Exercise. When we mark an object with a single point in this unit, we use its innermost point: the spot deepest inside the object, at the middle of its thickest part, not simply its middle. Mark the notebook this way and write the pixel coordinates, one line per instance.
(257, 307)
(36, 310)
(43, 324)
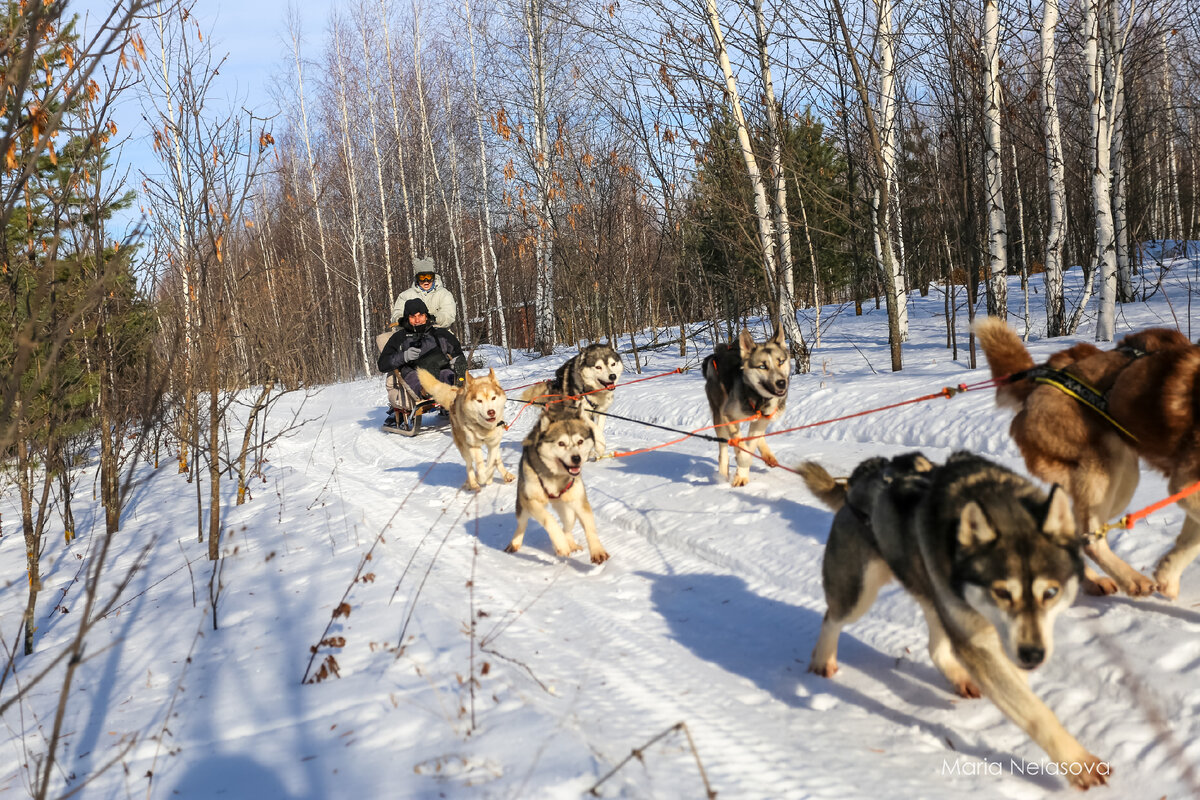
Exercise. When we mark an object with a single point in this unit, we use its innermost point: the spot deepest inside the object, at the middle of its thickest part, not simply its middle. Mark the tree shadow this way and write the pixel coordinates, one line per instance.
(720, 620)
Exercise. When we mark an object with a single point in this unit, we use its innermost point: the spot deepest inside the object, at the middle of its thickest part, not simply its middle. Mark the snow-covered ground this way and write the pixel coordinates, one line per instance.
(532, 675)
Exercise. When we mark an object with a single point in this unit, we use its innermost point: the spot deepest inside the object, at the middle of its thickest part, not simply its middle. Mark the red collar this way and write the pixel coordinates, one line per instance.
(555, 497)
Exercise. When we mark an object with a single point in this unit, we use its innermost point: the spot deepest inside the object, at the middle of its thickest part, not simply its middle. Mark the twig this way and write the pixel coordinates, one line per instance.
(639, 752)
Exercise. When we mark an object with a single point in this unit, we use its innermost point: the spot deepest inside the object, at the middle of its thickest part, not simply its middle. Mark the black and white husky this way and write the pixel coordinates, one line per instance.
(591, 377)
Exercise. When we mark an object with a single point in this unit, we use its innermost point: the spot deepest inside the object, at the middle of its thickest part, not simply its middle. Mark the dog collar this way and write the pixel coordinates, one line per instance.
(555, 497)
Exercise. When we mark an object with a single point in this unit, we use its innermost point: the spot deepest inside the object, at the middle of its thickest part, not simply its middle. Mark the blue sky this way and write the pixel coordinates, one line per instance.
(253, 37)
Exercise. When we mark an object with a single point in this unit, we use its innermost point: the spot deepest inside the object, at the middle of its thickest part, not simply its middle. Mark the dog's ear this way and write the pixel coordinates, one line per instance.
(1059, 523)
(973, 527)
(745, 342)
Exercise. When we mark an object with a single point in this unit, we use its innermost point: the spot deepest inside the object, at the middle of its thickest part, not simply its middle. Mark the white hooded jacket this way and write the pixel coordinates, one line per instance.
(438, 299)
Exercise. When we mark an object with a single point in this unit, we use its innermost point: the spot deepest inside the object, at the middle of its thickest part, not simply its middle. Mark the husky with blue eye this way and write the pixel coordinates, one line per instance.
(989, 558)
(747, 380)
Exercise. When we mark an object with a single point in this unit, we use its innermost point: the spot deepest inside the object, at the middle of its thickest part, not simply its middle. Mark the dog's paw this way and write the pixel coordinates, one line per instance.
(1086, 771)
(1139, 585)
(1099, 585)
(1168, 579)
(827, 669)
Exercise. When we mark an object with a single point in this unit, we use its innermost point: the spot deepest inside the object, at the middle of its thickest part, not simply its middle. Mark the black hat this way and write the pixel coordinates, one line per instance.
(415, 306)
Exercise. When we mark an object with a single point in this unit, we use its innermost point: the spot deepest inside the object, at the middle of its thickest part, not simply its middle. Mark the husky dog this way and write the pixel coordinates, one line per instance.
(742, 382)
(1067, 443)
(988, 557)
(551, 462)
(477, 419)
(591, 376)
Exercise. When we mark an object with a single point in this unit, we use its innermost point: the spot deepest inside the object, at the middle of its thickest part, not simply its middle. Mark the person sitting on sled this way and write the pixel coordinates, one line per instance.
(417, 343)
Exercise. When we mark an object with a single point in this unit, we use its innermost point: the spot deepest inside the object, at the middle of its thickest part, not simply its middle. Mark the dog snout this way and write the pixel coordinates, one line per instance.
(1031, 655)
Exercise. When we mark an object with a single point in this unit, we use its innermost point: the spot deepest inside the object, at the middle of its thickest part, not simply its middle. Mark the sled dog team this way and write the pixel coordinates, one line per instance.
(989, 557)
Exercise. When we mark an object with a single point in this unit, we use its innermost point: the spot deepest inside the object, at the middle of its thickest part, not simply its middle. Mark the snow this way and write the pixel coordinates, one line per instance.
(705, 615)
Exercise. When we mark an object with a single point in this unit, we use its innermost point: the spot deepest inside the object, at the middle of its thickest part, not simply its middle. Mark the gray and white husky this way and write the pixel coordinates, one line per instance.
(743, 382)
(987, 554)
(550, 475)
(592, 377)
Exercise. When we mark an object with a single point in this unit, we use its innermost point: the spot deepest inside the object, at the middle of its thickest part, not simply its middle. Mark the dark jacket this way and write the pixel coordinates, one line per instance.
(426, 347)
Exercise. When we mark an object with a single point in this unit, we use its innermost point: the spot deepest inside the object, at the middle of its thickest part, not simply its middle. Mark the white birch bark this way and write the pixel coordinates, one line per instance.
(1168, 127)
(761, 204)
(310, 162)
(1114, 41)
(786, 287)
(886, 256)
(880, 218)
(384, 221)
(1056, 229)
(1020, 239)
(1105, 264)
(352, 180)
(994, 170)
(486, 242)
(545, 335)
(397, 130)
(431, 154)
(456, 216)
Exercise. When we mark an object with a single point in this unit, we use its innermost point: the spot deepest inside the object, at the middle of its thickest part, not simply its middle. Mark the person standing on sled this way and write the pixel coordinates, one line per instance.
(417, 343)
(427, 288)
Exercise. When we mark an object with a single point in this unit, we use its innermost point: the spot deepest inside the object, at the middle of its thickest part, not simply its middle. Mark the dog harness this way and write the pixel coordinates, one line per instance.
(1077, 388)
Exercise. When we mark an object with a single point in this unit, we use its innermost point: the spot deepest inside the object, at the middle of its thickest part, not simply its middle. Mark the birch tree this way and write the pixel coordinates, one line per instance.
(1056, 192)
(489, 262)
(361, 286)
(886, 253)
(786, 284)
(994, 170)
(1105, 264)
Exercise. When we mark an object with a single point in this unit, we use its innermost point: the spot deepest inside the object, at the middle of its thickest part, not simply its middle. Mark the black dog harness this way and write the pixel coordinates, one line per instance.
(1079, 389)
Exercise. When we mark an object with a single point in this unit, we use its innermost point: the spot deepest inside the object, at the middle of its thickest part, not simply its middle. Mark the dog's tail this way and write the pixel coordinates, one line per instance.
(535, 391)
(443, 394)
(828, 489)
(1006, 355)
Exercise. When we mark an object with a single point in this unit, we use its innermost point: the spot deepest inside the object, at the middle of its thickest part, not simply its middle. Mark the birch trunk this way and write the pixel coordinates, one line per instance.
(885, 253)
(1168, 122)
(994, 170)
(396, 128)
(1114, 41)
(334, 341)
(384, 222)
(456, 216)
(544, 253)
(486, 244)
(888, 260)
(352, 180)
(786, 284)
(1105, 264)
(761, 204)
(1056, 229)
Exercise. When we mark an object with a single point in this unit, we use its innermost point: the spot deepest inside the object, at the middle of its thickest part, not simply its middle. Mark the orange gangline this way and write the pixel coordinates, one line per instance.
(563, 398)
(1128, 521)
(947, 392)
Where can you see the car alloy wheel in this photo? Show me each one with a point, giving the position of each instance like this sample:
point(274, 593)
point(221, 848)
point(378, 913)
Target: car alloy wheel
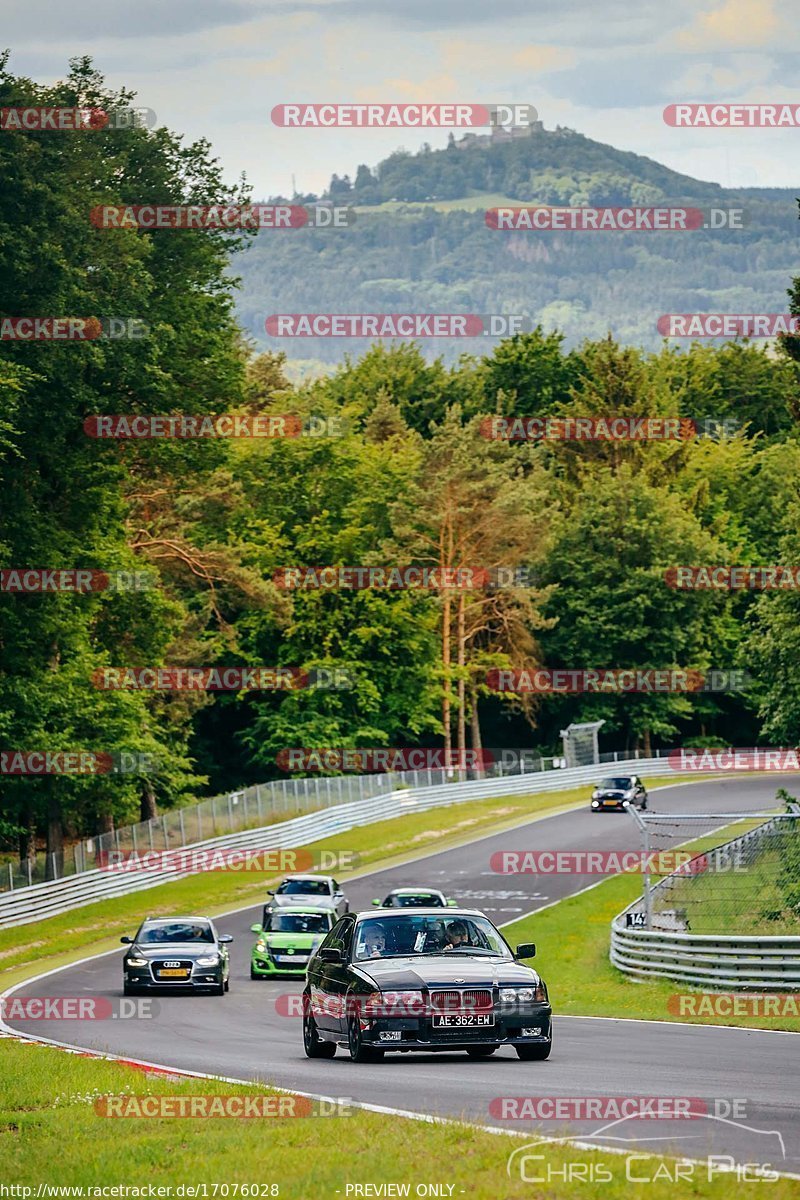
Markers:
point(359, 1051)
point(311, 1041)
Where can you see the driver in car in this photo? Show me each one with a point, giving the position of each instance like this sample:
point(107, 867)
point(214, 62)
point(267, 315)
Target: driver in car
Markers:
point(374, 941)
point(456, 935)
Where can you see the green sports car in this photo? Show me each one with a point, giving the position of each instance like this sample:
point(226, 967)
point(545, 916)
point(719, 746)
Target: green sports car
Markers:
point(287, 939)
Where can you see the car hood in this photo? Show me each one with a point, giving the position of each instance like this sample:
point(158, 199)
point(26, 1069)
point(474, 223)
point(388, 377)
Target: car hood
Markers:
point(443, 971)
point(174, 951)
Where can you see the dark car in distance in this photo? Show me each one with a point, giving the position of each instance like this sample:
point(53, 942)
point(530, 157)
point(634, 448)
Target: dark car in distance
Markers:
point(618, 792)
point(181, 953)
point(425, 981)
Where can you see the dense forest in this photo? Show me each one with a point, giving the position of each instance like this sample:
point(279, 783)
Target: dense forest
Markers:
point(389, 466)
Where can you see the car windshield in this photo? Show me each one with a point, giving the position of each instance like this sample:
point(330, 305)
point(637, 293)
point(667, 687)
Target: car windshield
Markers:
point(390, 937)
point(174, 931)
point(304, 887)
point(296, 923)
====
## EXERCISE DESCRIPTION
Say how many lines of the data include the word "driver". Nothing other than the number should be given.

## RESPONSE AREA
2